Objective: Copy the pressure cooker post from the words "# All American" through "(Aug 18, 2012)", changing "overkill" to "bit much".

# All American pressure cooker sizes



## Ontimegreg (Apr 22, 2016)

I finally purchased a 921 after borrowing friends and Families other brands. I still borrow other cookers when doing big projects. When doing small projects the 921 seems like an overkill. I want to buy Another one so I can stop borrowing them, I'm just not sure if a 915 would be better to own for smaller jobs, like one or two quarts? Does the smaller one noticeably heat up faster or is it better to just buy another 921, because the prices are so close together. Any thoughts?


----------



## Caribou (Aug 18, 2012)

My current canner will do two layers of seven quarts each or three layers of eight pints each. My last canning project I only had seven quarts so I just used one layer. You can put fewer jars in a large canner but you can't put more jars in a small canner.

Record list:
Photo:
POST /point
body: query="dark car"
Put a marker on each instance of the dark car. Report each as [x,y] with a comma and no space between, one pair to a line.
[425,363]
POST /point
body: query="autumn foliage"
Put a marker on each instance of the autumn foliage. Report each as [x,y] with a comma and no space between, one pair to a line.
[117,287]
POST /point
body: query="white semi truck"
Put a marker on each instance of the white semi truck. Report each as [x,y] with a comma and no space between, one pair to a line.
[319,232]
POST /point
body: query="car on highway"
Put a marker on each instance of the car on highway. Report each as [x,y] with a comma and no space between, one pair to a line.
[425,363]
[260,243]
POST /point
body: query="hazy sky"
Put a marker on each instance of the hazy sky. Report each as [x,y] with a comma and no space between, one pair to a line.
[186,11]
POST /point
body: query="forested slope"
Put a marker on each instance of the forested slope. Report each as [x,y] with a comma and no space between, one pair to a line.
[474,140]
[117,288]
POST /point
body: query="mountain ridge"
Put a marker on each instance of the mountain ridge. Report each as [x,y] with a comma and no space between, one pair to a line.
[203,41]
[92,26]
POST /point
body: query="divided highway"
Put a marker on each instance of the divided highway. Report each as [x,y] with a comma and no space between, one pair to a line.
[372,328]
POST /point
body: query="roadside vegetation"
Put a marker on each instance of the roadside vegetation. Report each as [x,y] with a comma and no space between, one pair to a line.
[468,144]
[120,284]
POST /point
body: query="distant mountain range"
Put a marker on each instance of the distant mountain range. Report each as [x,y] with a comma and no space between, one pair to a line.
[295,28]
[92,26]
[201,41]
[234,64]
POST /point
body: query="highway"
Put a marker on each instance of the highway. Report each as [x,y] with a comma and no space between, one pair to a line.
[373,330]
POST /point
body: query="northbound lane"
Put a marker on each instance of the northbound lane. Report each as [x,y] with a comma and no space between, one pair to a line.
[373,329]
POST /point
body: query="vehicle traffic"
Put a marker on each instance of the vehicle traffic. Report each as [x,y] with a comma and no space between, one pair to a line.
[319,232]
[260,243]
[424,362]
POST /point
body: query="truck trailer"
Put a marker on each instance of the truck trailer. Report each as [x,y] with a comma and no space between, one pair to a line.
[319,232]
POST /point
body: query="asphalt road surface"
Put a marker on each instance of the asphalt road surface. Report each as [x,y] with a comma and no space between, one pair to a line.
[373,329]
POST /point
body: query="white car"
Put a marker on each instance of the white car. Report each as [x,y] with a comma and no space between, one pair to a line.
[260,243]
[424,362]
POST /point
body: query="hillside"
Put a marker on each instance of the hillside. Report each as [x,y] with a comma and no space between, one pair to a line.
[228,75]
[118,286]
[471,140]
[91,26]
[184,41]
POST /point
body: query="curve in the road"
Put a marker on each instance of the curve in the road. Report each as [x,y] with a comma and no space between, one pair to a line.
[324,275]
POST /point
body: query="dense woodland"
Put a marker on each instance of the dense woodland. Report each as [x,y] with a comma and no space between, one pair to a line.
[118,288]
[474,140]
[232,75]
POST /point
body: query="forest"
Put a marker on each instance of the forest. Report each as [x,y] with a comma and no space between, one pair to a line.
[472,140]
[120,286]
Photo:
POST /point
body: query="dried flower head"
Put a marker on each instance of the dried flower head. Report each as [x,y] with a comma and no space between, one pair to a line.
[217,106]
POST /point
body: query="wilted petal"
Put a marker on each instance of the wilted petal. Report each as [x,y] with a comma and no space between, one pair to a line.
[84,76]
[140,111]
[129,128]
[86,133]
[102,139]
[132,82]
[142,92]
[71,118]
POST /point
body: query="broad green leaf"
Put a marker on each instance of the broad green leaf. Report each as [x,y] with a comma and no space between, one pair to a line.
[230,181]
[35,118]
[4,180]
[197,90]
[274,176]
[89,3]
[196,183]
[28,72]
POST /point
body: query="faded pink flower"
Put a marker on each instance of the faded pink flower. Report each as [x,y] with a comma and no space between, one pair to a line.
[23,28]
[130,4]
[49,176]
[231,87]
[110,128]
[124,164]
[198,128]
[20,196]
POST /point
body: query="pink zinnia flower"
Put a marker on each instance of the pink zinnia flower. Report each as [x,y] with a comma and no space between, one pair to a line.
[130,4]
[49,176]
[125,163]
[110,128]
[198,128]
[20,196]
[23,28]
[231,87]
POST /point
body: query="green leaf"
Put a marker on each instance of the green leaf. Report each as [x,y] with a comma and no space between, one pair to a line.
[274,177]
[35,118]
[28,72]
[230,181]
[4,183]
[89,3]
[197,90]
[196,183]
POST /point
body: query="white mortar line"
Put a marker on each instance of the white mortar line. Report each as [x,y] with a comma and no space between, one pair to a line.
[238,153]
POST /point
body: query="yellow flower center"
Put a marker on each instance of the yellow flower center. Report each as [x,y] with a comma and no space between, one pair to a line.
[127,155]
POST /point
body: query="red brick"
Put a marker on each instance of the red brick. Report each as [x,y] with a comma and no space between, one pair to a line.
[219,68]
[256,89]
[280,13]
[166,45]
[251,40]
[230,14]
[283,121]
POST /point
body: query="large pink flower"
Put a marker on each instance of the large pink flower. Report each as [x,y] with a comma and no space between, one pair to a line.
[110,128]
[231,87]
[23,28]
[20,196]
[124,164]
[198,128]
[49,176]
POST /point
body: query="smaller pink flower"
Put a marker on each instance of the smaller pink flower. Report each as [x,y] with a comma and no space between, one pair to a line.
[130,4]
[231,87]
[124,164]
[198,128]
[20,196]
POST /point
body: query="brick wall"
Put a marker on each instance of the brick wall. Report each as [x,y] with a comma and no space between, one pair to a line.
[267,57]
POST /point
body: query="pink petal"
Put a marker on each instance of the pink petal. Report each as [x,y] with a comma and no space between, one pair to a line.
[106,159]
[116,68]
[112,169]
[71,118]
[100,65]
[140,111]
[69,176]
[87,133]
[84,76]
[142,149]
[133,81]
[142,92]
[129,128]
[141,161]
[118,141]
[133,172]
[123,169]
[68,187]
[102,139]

Problem solution:
# All American pressure cooker sizes



## Ontimegreg (Apr 22, 2016)

I finally purchased a 921 after borrowing friends and Families other brands. I still borrow other cookers when doing big projects. When doing small projects the 921 seems like an bit much. I want to buy Another one so I can stop borrowing them, I'm just not sure if a 915 would be better to own for smaller jobs, like one or two quarts? Does the smaller one noticeably heat up faster or is it better to just buy another 921, because the prices are so close together. Any thoughts?


----------



## Caribou (Aug 18, 2012)